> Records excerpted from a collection
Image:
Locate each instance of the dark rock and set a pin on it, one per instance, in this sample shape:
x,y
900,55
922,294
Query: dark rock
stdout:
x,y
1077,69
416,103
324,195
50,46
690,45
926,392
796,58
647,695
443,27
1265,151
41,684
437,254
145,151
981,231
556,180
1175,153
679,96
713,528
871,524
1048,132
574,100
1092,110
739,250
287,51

==

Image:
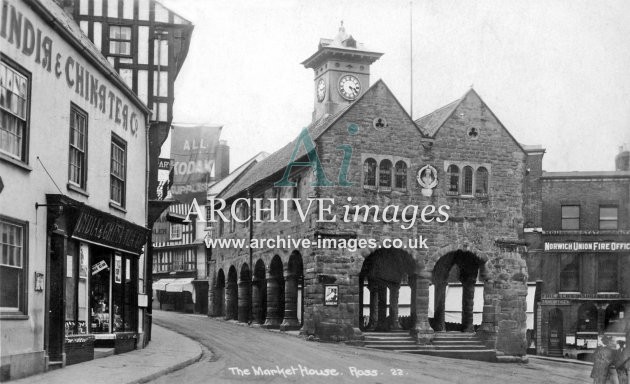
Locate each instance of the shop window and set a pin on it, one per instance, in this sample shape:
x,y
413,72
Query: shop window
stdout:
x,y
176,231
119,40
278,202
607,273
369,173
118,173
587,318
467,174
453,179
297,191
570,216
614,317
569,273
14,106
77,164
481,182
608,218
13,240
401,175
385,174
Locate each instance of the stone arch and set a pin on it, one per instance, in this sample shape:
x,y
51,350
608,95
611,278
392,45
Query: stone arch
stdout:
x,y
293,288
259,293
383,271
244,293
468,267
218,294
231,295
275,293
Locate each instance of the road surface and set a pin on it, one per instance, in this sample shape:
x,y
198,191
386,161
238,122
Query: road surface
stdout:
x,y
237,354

> Your goal
Count the lines in the rows above that contain the string "rock", treating uppercase and lowercase as different. Reply with the number alone.

> Completed task
2